● **Information supplied**
* * * *
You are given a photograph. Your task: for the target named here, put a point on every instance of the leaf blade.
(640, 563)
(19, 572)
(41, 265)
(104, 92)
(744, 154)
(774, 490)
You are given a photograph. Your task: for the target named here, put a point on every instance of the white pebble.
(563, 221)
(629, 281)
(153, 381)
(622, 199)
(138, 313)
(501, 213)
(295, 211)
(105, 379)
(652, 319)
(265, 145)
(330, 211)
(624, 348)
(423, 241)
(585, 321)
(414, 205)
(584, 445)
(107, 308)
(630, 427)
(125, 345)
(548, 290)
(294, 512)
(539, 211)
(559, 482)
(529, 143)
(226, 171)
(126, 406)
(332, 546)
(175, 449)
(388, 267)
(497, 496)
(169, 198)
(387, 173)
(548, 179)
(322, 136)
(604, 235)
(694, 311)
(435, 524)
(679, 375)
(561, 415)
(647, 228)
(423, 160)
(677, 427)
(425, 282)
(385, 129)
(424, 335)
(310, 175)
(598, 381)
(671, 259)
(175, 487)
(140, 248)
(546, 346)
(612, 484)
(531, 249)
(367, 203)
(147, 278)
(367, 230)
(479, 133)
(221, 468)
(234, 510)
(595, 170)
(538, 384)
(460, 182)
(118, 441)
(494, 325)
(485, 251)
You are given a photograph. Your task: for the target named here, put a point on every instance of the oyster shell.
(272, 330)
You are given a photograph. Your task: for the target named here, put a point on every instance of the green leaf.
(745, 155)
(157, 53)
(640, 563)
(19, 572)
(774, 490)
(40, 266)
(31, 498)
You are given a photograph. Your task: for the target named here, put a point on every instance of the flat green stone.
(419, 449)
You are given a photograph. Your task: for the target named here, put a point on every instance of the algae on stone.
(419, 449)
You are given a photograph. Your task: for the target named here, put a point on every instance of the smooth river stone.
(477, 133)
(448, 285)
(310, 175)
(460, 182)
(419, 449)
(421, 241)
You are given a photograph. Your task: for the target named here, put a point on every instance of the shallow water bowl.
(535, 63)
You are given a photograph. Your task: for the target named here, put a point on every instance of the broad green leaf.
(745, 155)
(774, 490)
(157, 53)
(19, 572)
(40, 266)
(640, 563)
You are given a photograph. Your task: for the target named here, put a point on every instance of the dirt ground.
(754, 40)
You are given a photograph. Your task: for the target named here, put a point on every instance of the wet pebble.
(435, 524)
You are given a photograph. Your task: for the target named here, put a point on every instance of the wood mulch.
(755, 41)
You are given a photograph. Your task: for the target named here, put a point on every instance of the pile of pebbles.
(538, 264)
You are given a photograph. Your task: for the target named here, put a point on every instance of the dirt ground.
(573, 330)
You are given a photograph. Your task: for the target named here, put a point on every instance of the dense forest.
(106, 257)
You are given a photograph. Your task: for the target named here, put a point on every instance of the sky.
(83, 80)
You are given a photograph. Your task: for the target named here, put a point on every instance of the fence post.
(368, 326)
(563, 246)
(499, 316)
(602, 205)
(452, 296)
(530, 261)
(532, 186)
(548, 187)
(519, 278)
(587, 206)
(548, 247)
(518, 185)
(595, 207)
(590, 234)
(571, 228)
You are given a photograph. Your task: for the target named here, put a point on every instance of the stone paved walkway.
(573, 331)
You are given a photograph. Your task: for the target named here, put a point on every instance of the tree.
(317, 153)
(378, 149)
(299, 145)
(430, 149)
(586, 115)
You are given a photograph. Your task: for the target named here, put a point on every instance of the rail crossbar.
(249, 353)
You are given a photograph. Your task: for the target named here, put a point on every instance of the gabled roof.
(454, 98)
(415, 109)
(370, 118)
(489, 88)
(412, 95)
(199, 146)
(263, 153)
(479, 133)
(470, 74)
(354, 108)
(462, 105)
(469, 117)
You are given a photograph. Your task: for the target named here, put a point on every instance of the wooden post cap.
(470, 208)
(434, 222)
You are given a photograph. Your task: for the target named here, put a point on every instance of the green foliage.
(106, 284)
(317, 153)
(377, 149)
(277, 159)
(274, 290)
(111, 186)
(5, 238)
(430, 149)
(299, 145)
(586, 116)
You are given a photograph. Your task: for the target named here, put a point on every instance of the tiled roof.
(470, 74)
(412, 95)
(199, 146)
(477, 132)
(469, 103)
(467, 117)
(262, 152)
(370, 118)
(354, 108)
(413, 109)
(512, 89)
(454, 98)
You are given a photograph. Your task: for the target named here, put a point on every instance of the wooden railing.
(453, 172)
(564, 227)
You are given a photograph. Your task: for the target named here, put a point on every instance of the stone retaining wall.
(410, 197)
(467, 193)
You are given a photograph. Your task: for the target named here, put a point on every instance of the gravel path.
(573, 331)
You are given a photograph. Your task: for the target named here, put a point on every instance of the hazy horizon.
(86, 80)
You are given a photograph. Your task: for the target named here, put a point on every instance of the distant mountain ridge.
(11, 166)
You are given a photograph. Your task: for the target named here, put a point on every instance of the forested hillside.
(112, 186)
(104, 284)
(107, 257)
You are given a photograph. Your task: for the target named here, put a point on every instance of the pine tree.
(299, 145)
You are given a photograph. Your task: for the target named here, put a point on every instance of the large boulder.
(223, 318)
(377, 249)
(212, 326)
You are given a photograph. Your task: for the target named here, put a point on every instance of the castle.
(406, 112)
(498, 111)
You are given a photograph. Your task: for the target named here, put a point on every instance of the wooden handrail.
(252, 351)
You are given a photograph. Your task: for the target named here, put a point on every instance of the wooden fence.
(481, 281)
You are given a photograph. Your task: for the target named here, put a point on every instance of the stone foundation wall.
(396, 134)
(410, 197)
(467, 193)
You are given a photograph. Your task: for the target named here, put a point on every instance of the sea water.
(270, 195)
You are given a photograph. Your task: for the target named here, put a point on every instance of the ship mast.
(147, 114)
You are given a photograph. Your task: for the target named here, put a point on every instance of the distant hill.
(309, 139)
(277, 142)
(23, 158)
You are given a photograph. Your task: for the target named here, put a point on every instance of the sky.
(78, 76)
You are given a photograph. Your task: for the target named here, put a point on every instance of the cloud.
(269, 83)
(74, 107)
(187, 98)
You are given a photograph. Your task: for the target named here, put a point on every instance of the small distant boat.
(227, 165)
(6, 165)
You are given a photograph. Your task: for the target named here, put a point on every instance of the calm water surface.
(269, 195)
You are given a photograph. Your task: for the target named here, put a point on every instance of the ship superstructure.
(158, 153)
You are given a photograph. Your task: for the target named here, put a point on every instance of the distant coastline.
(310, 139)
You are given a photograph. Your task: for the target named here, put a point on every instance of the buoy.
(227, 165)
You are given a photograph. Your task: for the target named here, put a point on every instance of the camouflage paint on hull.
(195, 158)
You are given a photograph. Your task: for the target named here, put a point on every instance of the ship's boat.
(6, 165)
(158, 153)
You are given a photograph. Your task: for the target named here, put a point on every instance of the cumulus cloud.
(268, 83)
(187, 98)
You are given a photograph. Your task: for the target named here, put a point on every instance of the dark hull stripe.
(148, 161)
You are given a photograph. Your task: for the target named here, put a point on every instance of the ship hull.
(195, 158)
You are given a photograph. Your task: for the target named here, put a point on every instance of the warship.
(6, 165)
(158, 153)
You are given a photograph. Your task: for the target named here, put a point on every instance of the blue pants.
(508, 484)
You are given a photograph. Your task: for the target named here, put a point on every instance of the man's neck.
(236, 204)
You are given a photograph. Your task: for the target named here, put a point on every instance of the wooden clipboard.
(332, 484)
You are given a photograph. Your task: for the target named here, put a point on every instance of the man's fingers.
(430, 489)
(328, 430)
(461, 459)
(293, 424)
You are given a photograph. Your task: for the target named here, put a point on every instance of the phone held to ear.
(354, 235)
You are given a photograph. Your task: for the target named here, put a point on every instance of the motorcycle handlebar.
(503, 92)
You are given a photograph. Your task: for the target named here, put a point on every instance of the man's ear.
* * * *
All entries are to be printed once more, exactly as given.

You are given a photograph. Your task: for the target named here, put a point on every instance of the leaf blade.
(640, 563)
(19, 572)
(41, 265)
(104, 92)
(744, 154)
(774, 490)
You are given a photograph. Your task: for the target named here, put a point on every instance of the white pebble.
(563, 221)
(629, 281)
(153, 381)
(622, 199)
(138, 313)
(501, 213)
(295, 211)
(105, 379)
(652, 319)
(265, 145)
(330, 211)
(624, 348)
(423, 241)
(585, 321)
(414, 205)
(584, 445)
(107, 308)
(630, 427)
(125, 345)
(548, 290)
(294, 512)
(539, 211)
(559, 482)
(529, 143)
(226, 171)
(126, 406)
(332, 546)
(175, 449)
(388, 267)
(497, 496)
(169, 198)
(387, 173)
(548, 179)
(322, 136)
(604, 235)
(694, 311)
(435, 524)
(679, 375)
(561, 415)
(647, 228)
(423, 160)
(677, 427)
(425, 282)
(385, 129)
(424, 335)
(310, 175)
(598, 381)
(671, 259)
(175, 487)
(140, 248)
(546, 346)
(612, 484)
(531, 249)
(367, 203)
(147, 278)
(367, 230)
(479, 133)
(221, 468)
(234, 510)
(595, 170)
(538, 384)
(460, 182)
(118, 441)
(494, 325)
(485, 251)
You are given a photograph. Your task: for the target named here, put a point on every instance of the oyster shell.
(272, 330)
You are given a photograph. Your task: for the target named here, put a point on every instance of the green leaf.
(745, 155)
(157, 53)
(640, 563)
(19, 572)
(774, 490)
(40, 266)
(31, 498)
You are given a photograph. Your task: for the target named here, put a point on every instance of the flat green stone.
(419, 449)
You are given a photograph. Your task: for the target named here, put a point on every instance of the algae on stone.
(419, 449)
You are given a photograph. Your task: for the target named here, put a point on every instance of the smooth river stone.
(477, 133)
(448, 285)
(310, 175)
(460, 182)
(419, 449)
(421, 241)
You are given a photograph. Your task: for the target named here, put a point on every instance of the shallow water bowl.
(535, 63)
You are given a photograph. Your task: for the target named here, put a point on every instance of the broad green leaf.
(745, 155)
(774, 490)
(157, 53)
(19, 572)
(40, 266)
(640, 563)
You are given a photograph. Your task: for the target named here, put a point on every instance of the dirt ground.
(754, 40)
You are given a photograph. Your task: for the target named here, put a point on every instance of the wet pebble.
(435, 524)
You are given a photograph. Your task: for the target named here, put a point on every instance of the wood mulch.
(755, 41)
You are given a photograph. Your task: for the target named here, put a point on every instance of the pile of pebbles.
(538, 264)
You are given a photograph. Your task: for the target named here, put a point on every instance of the dirt ground.
(573, 330)
You are given a photograph. Your task: for the target named here, put a point on every instance of the dense forest.
(106, 257)
You are given a photograph. Your task: for the target named here, put a point on every instance of the sky.
(83, 80)
You are given a photograph. Your task: for the target named here, put a point on every instance of the fence post.
(368, 326)
(563, 246)
(499, 316)
(602, 205)
(452, 296)
(530, 261)
(532, 186)
(548, 187)
(519, 278)
(587, 206)
(548, 247)
(518, 185)
(595, 207)
(590, 234)
(571, 228)
You are given a photograph. Your task: for the target named here, put a point on every instance of the stone paved walkway.
(573, 331)
You are given a photograph. Your task: for the target named here, put a point on every instance of the tree.
(317, 153)
(378, 149)
(299, 145)
(430, 149)
(586, 115)
You are given a photograph. Your task: for the target named here, put a point on every instance of the rail crossbar.
(249, 353)
You are given a photograph. Your task: for the target named here, put a point on every instance of the gabled roof.
(454, 98)
(415, 109)
(370, 118)
(489, 88)
(412, 95)
(199, 146)
(263, 153)
(479, 133)
(470, 74)
(354, 108)
(462, 105)
(469, 117)
You are given a photograph. Your task: for the target named here, put a point on every instance of the wooden post cap.
(470, 208)
(434, 222)
You are given a photograph. Your task: for the target named here, put a point on every instance of the green foliage.
(106, 284)
(317, 153)
(377, 149)
(277, 159)
(274, 290)
(111, 186)
(5, 238)
(430, 149)
(299, 145)
(586, 116)
You are given a photograph. Your task: for the target named here, put a point on every instance of the tiled roof.
(470, 74)
(412, 95)
(199, 146)
(477, 132)
(469, 103)
(467, 117)
(262, 152)
(370, 118)
(354, 108)
(413, 109)
(512, 89)
(454, 98)
You are given a photograph. Your task: for the target named here, put a point on every instance of the wooden railing.
(453, 172)
(564, 227)
You are given a photograph. Your task: for the target named here, put a point on every instance of the stone retaining wall.
(410, 197)
(467, 193)
You are given a photograph. Your task: for the target named here, put a point on every instance of the gravel path.
(573, 331)
You are given a photograph. Your task: for the target named here, put a point on every instance of the hazy horizon.
(86, 80)
You are given a photograph. Your task: for the target named here, put a point on every instance of the distant mountain ridge.
(11, 166)
You are given a photograph. Your task: for the target named here, put a point on every instance of the forested hillside.
(112, 186)
(104, 284)
(107, 257)
You are given a photograph. Your task: for the target named here, put a point on every instance of the pine tree.
(299, 145)
You are given a photograph. Your task: for the target named here, put a point on every instance of the large boulder.
(223, 318)
(377, 249)
(212, 326)
You are given a photograph. Your task: for the target named here, put a point on every instance of the castle.
(406, 112)
(498, 111)
You are given a photograph. Your task: for the target named here, put a point on every instance of the wooden handrail.
(252, 351)
You are given a photograph. Your task: for the target named here, put a point on every instance of the wooden fence.
(481, 281)
You are given a photograph. Your task: for the target named here, put a point on every instance of the stone foundation wall.
(396, 134)
(410, 197)
(467, 193)
You are given a photograph. Your task: for the target named here, put a point on every instance of the sea water.
(270, 195)
You are given a photograph. Your task: for the target named here, put a point on every instance of the ship mast.
(147, 114)
You are given a photograph. Your task: for the target named here, put a point on every instance of the distant hill.
(309, 139)
(277, 142)
(23, 158)
You are given a photograph. Your task: for the target named here, put a point on every instance of the sky.
(78, 76)
You are given a photograph. Your task: for the target named here, put a point on every instance of the cloud.
(269, 83)
(74, 107)
(187, 98)
You are given a photograph. Your task: for the target named here, put a point on every instance of the small distant boat.
(227, 165)
(6, 165)
You are given a photograph. Your task: for the target named here, put a point on every instance of the calm water surface.
(269, 195)
You are given a photograph. Your task: for the target named here, put a point on every instance of the ship superstructure.
(158, 153)
You are given a photograph. Your task: for the target named here, put a point on every instance of the distant coastline.
(310, 139)
You are given a photograph. Your task: for the target named here, put a point on every instance of the buoy.
(227, 165)
You are given a photograph. Your task: for the target named here, put a point on every instance of the camouflage paint on hull.
(195, 158)
You are given a photograph. Your task: for the target named here, put a point on every instance of the ship's boat.
(6, 165)
(158, 153)
You are given a photograph. Your task: for the target named here, put a point on every instance of the cumulus cloud.
(268, 83)
(187, 98)
You are given a photograph. Your task: for the target named here, put a point on every instance of the dark hull stripe.
(148, 161)
You are given a photograph. Your task: for the target named here, put a point on every instance of the ship hull.
(195, 158)
You are given a photograph. Your task: for the target named here, put a point on every instance of the warship.
(6, 165)
(158, 153)
You are given a photograph. Your task: for the target named here, put a point on every instance of the blue pants.
(508, 484)
You are given a photograph. Your task: for the target named here, put a point on every instance of the man's neck.
(236, 204)
You are given a photograph. Your task: for the target named here, put a point on every instance of the wooden clipboard.
(332, 484)
You are given a photograph. Your task: for the target named here, put a point on every instance of the man's fingers.
(430, 489)
(328, 430)
(461, 459)
(293, 424)
You are given a photograph. Your task: for the target named here, put a point on every instance of the phone held to ear.
(354, 235)
You are given a photograph. Your task: for the target named here, put a point on every instance of the motorcycle handlebar.
(503, 92)
You are given a photograph. Your task: for the target named here, put a point on every instance of the man's ear.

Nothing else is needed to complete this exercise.